# Task details
Below are some records. Repeat exactly the lines from the one containing "Practice step: indicate the boy's" through the final line.

Photo-based referring expression data:

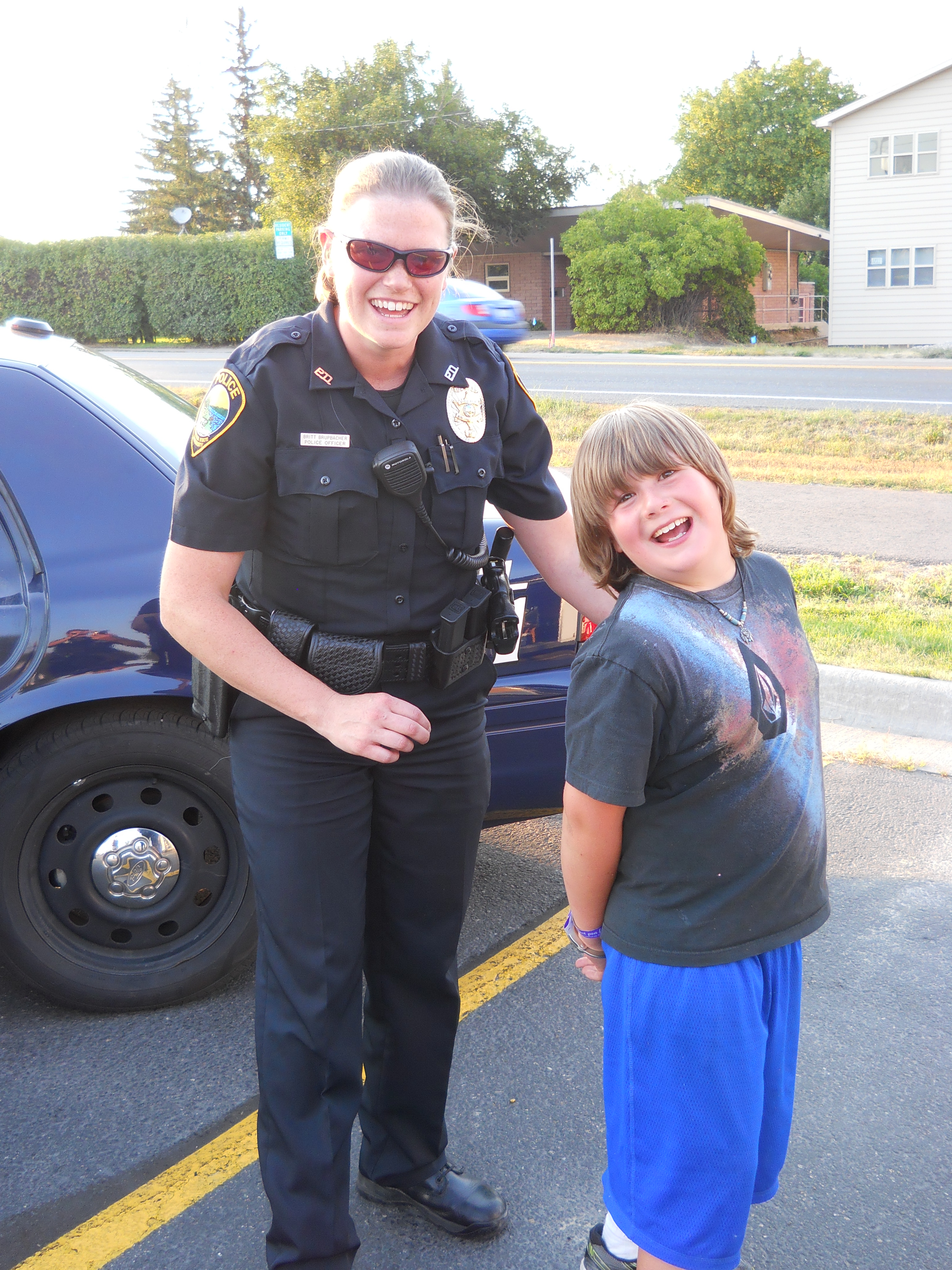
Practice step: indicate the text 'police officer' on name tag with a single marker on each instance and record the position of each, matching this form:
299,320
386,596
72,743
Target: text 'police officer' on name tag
338,440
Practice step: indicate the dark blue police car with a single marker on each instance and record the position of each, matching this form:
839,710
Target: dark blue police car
124,877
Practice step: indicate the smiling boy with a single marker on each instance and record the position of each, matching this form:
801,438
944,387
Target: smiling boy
693,841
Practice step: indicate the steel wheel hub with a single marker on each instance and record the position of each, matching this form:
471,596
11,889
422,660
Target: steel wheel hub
135,868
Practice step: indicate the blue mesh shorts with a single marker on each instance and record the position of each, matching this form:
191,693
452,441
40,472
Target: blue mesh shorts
700,1066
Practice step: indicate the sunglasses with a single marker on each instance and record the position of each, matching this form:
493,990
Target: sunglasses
376,257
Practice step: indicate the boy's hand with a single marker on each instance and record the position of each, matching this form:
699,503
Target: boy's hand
591,968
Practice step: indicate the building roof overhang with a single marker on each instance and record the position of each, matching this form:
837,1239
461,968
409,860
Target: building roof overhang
768,228
827,121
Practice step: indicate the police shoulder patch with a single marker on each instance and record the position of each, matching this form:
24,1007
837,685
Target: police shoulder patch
220,408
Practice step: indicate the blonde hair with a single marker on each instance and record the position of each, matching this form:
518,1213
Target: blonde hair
635,441
399,175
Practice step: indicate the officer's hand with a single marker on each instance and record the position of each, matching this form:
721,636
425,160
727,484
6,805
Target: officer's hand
374,726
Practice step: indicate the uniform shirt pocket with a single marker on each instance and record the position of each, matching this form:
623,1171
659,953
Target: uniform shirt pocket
327,506
460,498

# Written reply
Practice step: indicate the boy's hand with a single marker on each instance and record the position of each, matching this form:
699,503
Target: boy's hand
591,968
Practice step: indicate the building roof overhang with a single marker on each instance and record the position of each, matching this form:
837,1239
461,968
409,860
Target: building roof overhang
768,228
827,121
Practice step: indicate the police shoulder patch with a single marker on each instance and record the position of each, matching this form:
24,1007
837,685
Target: police shoulder patch
220,408
Practice step: indicate the blonde hair with a single marker on each instance and record the position of each, matching this form:
518,1213
Target: blonde hair
635,441
399,175
Practice step: indicate the officer's hand with a single marker on each instance and record the position of each, matching this form:
721,636
425,160
727,484
6,805
Target: officer's hand
374,726
Practice step: indicate the uniform shirt pocket with a single marker on each instance and record the position of each, matching this form:
623,1171
659,953
Target: uniform shirt pocket
327,506
460,498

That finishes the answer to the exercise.